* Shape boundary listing
# # # #

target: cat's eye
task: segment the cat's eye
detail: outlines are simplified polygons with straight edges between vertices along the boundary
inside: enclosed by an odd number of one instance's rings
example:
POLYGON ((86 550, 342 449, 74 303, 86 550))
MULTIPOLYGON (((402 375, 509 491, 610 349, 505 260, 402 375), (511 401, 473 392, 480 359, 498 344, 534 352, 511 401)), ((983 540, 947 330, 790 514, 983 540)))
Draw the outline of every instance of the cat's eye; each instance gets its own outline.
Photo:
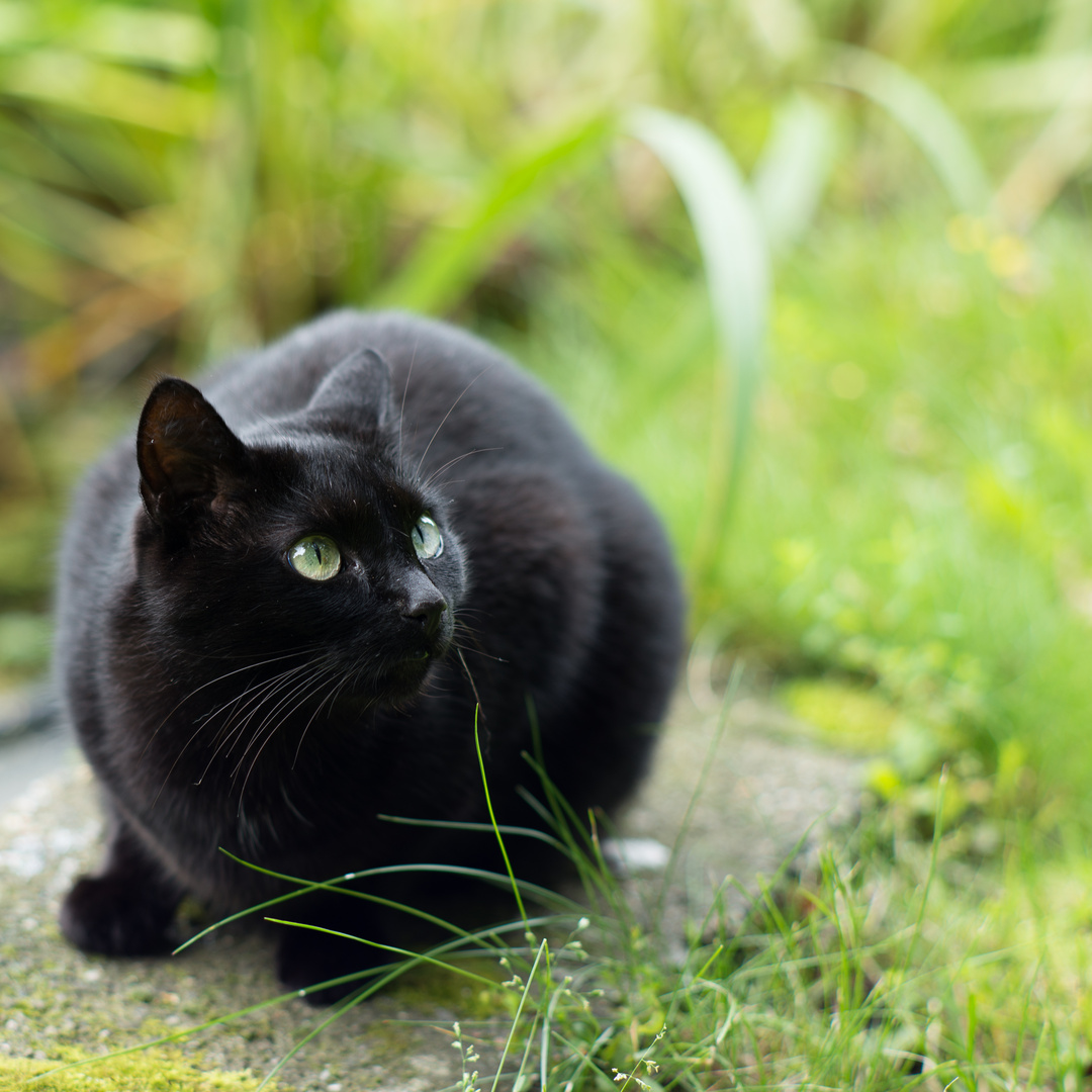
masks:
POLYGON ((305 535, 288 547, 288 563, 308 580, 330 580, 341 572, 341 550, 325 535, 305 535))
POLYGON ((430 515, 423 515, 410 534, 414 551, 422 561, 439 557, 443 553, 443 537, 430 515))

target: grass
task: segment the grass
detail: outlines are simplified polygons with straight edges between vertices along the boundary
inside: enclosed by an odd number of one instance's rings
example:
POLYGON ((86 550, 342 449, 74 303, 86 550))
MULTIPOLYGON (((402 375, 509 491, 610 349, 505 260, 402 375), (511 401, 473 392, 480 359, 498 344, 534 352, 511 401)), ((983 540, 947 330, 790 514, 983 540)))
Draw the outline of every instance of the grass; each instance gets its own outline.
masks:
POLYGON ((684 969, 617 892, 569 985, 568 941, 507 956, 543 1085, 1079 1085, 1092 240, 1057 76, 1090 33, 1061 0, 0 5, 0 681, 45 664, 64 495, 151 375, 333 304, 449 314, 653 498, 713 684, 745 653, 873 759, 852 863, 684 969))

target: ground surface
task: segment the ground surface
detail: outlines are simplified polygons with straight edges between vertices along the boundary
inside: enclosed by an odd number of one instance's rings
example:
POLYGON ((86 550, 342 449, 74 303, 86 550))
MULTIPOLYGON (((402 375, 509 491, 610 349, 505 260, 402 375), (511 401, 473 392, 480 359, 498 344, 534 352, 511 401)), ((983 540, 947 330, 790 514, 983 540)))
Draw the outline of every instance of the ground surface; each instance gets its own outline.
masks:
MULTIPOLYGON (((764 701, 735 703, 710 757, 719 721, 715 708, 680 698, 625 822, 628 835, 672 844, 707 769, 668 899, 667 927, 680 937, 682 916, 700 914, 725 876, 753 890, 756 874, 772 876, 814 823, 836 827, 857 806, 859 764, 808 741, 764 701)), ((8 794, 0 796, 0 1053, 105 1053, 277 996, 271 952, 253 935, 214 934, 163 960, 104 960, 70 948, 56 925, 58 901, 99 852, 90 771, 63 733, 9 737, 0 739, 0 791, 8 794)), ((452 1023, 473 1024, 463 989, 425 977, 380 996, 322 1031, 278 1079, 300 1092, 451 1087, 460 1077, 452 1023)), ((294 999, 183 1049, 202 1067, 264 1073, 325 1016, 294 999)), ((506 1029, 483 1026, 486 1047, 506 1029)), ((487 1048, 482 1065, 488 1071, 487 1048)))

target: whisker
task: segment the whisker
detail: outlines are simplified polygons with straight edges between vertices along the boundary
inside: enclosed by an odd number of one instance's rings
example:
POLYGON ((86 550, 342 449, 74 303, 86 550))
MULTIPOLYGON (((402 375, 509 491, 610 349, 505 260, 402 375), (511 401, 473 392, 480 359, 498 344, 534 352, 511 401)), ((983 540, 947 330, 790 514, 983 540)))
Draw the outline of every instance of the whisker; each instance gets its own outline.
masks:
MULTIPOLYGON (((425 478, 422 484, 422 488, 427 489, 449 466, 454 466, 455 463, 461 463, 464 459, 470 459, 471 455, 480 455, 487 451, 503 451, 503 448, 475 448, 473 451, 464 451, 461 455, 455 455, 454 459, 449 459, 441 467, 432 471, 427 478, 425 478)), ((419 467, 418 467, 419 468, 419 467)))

# # # #

* What you need to do
Render the lines of the listing above as a numbered list, covering the whole listing and skipping blank lines. Omit the pictures.

* Response below
1. target: cat's eye
2. task: segment the cat's eye
3. detail: outlines are simplified polygons with straight edges between vertices along the boundary
4. inside: enclosed by an odd number of one instance's rings
5. example:
6. POLYGON ((86 550, 342 449, 74 303, 86 550))
7. MULTIPOLYGON (((402 375, 509 491, 610 349, 505 260, 402 375), (511 401, 473 392, 480 359, 498 344, 534 352, 511 401)), ((983 540, 947 330, 790 514, 983 540)))
8. Draw the outline of every instance of the cat's eye; each instance gets its own outline.
9. Photo:
10. masks:
11. POLYGON ((305 535, 288 547, 288 563, 308 580, 330 580, 341 572, 341 550, 325 535, 305 535))
12. POLYGON ((430 515, 423 515, 410 534, 414 551, 422 561, 439 557, 443 553, 443 537, 430 515))
13. target: grass
14. task: segment the grass
15. detail: outlines are simplified polygons with straight edges between vertices along the boundary
16. inside: enclosed by an odd number of one instance's rings
17. example:
18. POLYGON ((86 550, 342 449, 74 303, 86 550))
19. MULTIPOLYGON (((402 375, 509 491, 610 349, 505 260, 402 375), (511 401, 473 392, 480 359, 498 344, 534 352, 511 401)), ((983 540, 947 330, 790 514, 983 540)))
20. Draw the outline of every instance of the grass; each instance gets its own outline.
21. masks:
22. POLYGON ((684 969, 617 892, 569 985, 568 941, 507 956, 543 1085, 1079 1085, 1092 240, 1057 76, 1090 33, 1061 0, 0 5, 0 681, 45 664, 64 495, 151 375, 333 304, 449 314, 653 498, 713 684, 745 653, 873 759, 852 863, 684 969))
23. target: ground surface
24. task: segment the ground surface
25. detail: outlines are simplified polygons with straight edges between vertices along the boundary
26. inside: enclosed by an odd number of one instance's rings
27. example:
28. POLYGON ((86 550, 342 449, 74 303, 86 550))
29. MULTIPOLYGON (((402 375, 509 491, 610 349, 505 260, 402 375), (511 401, 473 392, 480 359, 498 344, 534 352, 511 401)), ((983 540, 947 330, 790 514, 983 540)))
30. Draw the outline of every instance of the ground surface; each instance gets its own outline.
31. masks:
32. MULTIPOLYGON (((764 701, 735 703, 710 757, 719 721, 715 708, 680 698, 625 822, 628 835, 672 844, 707 769, 668 899, 667 927, 680 937, 682 916, 700 914, 725 876, 753 890, 756 874, 772 876, 814 823, 836 827, 857 806, 859 764, 808 741, 764 701)), ((8 794, 0 796, 0 1053, 105 1053, 277 996, 271 952, 253 935, 214 934, 163 960, 104 960, 70 948, 56 925, 58 901, 99 852, 90 771, 63 733, 9 737, 0 739, 0 791, 8 794)), ((452 1023, 473 1024, 463 989, 425 977, 380 996, 322 1031, 278 1079, 300 1092, 451 1087, 460 1077, 452 1023)), ((294 999, 183 1049, 202 1067, 264 1073, 325 1016, 294 999)), ((506 1029, 483 1026, 486 1047, 506 1029)), ((487 1048, 482 1065, 488 1071, 487 1048)))
33. target: whisker
34. task: segment the whisker
35. detail: outlines are simplified polygons with straight edges between vertices along the boundary
36. inside: enclosed by an odd number of one instance's rings
37. example:
38. POLYGON ((86 550, 342 449, 74 303, 86 550))
39. MULTIPOLYGON (((402 375, 509 491, 610 349, 505 260, 402 375), (511 401, 473 392, 480 359, 498 344, 534 352, 511 401)), ((983 540, 947 330, 790 514, 983 540)))
40. Draw the outline of every instance of the whisker; each instance gets its own outline.
41. masks:
42. MULTIPOLYGON (((425 478, 422 484, 422 488, 427 489, 449 466, 454 466, 455 463, 461 463, 464 459, 470 459, 471 455, 480 455, 487 451, 503 451, 503 448, 475 448, 473 451, 464 451, 461 455, 455 455, 454 459, 449 459, 441 467, 432 471, 427 478, 425 478)), ((419 467, 418 467, 419 468, 419 467)))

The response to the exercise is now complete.